(Data items)
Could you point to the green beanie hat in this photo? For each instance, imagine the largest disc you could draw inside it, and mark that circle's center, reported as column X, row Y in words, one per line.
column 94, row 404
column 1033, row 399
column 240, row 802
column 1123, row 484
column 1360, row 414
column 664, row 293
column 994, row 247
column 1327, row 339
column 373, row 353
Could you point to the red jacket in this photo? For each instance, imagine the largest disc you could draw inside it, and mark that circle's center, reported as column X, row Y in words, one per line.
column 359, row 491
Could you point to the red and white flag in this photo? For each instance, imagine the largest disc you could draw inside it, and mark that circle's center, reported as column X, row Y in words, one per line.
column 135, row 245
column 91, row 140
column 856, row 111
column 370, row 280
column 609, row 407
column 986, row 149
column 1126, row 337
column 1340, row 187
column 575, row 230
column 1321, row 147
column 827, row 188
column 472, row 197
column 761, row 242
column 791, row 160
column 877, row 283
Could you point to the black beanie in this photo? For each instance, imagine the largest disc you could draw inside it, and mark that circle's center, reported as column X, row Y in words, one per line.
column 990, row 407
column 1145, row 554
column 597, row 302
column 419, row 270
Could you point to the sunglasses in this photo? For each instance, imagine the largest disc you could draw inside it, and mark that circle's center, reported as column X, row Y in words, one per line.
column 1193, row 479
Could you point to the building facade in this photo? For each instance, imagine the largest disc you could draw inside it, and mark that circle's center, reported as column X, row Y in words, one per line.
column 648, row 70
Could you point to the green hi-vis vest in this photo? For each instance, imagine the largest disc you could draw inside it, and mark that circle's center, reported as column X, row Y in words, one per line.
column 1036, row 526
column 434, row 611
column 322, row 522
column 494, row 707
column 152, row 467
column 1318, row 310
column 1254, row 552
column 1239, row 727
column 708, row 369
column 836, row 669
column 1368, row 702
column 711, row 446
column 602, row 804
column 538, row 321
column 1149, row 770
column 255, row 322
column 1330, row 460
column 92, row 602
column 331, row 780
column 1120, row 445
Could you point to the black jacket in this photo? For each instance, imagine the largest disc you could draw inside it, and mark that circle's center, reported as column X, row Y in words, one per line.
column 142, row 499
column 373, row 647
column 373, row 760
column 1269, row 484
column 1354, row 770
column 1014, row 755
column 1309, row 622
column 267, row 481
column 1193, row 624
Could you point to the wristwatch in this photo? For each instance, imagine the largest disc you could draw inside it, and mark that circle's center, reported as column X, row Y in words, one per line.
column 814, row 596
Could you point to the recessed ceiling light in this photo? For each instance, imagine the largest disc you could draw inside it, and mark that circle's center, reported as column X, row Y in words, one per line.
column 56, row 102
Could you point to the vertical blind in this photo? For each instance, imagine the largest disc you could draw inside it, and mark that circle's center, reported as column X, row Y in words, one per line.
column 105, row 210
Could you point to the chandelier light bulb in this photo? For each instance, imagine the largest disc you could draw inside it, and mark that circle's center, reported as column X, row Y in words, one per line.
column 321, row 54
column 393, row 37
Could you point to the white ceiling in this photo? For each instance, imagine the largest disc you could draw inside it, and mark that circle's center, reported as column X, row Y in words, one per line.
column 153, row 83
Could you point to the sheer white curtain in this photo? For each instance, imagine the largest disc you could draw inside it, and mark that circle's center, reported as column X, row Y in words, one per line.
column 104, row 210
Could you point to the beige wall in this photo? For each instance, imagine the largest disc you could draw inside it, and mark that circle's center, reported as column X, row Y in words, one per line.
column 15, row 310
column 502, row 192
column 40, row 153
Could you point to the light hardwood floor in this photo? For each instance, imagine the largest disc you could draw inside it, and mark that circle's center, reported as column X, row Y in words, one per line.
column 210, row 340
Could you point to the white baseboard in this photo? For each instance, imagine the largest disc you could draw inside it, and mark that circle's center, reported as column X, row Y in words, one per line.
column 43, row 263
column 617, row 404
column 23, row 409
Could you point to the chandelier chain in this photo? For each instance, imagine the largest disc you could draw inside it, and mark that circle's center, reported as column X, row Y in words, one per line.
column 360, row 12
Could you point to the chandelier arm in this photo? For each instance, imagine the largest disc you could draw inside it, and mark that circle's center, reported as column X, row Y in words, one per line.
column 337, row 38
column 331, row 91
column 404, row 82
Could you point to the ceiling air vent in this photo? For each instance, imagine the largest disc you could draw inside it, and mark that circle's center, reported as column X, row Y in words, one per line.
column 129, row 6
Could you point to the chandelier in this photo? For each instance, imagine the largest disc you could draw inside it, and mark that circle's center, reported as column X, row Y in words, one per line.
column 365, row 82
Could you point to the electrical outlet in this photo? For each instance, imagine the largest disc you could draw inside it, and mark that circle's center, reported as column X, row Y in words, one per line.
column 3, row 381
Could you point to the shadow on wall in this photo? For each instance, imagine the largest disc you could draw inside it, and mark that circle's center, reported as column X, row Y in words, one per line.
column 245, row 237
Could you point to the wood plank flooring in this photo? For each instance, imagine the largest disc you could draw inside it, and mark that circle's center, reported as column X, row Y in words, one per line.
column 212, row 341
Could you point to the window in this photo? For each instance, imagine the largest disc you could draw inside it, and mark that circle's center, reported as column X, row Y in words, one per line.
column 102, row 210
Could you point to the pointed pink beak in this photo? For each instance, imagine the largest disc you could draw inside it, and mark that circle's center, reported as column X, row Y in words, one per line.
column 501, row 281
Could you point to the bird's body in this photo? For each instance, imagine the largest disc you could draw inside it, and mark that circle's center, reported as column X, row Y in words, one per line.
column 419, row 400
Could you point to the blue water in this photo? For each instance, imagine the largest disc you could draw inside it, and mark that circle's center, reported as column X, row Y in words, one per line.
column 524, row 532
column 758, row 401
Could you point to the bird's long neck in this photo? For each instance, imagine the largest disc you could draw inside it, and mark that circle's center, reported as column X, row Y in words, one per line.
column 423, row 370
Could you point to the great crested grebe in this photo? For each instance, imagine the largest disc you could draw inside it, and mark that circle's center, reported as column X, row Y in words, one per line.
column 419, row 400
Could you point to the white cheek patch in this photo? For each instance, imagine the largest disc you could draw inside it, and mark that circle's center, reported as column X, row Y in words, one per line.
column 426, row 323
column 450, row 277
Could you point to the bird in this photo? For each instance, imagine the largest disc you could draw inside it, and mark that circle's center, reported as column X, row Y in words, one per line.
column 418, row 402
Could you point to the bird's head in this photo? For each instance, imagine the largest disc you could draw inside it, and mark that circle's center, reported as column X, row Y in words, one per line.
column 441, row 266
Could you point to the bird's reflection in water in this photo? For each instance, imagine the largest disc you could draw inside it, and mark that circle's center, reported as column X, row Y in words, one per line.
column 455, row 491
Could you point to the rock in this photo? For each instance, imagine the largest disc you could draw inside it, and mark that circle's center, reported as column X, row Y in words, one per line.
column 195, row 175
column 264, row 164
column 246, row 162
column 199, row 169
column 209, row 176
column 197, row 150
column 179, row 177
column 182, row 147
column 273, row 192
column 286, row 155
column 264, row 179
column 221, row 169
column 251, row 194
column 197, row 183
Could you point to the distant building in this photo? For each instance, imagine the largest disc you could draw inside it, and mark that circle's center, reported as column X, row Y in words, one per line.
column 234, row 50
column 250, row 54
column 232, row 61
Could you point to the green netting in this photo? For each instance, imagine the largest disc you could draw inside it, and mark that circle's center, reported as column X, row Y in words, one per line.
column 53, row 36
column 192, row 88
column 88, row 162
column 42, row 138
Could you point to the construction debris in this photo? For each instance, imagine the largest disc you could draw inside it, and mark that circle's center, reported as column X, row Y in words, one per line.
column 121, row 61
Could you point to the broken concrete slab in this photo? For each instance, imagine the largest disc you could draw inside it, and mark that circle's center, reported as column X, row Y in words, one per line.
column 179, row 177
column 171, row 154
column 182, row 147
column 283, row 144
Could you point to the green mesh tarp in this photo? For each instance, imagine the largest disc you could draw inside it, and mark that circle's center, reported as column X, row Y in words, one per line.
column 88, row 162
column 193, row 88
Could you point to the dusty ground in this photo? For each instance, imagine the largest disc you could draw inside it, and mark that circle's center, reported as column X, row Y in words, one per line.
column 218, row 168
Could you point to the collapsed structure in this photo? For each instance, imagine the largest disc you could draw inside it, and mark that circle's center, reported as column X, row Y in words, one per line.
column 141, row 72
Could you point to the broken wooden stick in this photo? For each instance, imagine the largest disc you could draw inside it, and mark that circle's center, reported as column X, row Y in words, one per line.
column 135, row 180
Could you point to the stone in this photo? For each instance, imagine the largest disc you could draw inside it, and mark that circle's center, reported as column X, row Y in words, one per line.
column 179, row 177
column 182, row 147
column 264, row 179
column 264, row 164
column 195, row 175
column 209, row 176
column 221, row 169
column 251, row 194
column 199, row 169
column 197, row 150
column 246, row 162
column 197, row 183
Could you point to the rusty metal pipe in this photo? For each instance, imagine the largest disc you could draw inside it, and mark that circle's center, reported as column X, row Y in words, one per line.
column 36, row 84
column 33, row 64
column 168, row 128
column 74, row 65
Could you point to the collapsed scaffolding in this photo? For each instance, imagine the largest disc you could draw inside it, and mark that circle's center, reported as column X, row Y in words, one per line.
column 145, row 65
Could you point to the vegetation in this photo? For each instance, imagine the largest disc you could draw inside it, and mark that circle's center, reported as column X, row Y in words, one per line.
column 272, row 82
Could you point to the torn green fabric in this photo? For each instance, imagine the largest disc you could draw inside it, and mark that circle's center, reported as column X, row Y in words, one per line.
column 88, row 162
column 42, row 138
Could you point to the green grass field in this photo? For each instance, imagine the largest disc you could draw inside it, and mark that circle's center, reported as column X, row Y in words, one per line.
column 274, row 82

> What you will do:
Retype the lines above verbatim, beginning at the line that contains "Could you point to the recessed" and stopping after the line that contains "column 153, row 83".

> Worked solution:
Could you point to the recessed ceiling light in this photo? For each instance, imagine the largest disc you could draw inside it, and mark that circle's center, reported as column X, row Y in words, one per line.
column 56, row 102
Could you point to the vertical blind in this photo? For each instance, imagine the largest disc you could draw inside it, and mark that circle's center, reported as column X, row Y in words, one per line.
column 105, row 210
Could you point to the chandelier light bulb in this photo? For each instance, imagine the largest disc you could draw inside it, and mark that circle's center, reported as column X, row Y in words, one per line.
column 321, row 54
column 393, row 37
Could you point to the white ceiling in this photo? For each instance, imagine the largest disc you could draw inside it, and mark that circle's center, reported as column X, row Y in words, one per line.
column 153, row 83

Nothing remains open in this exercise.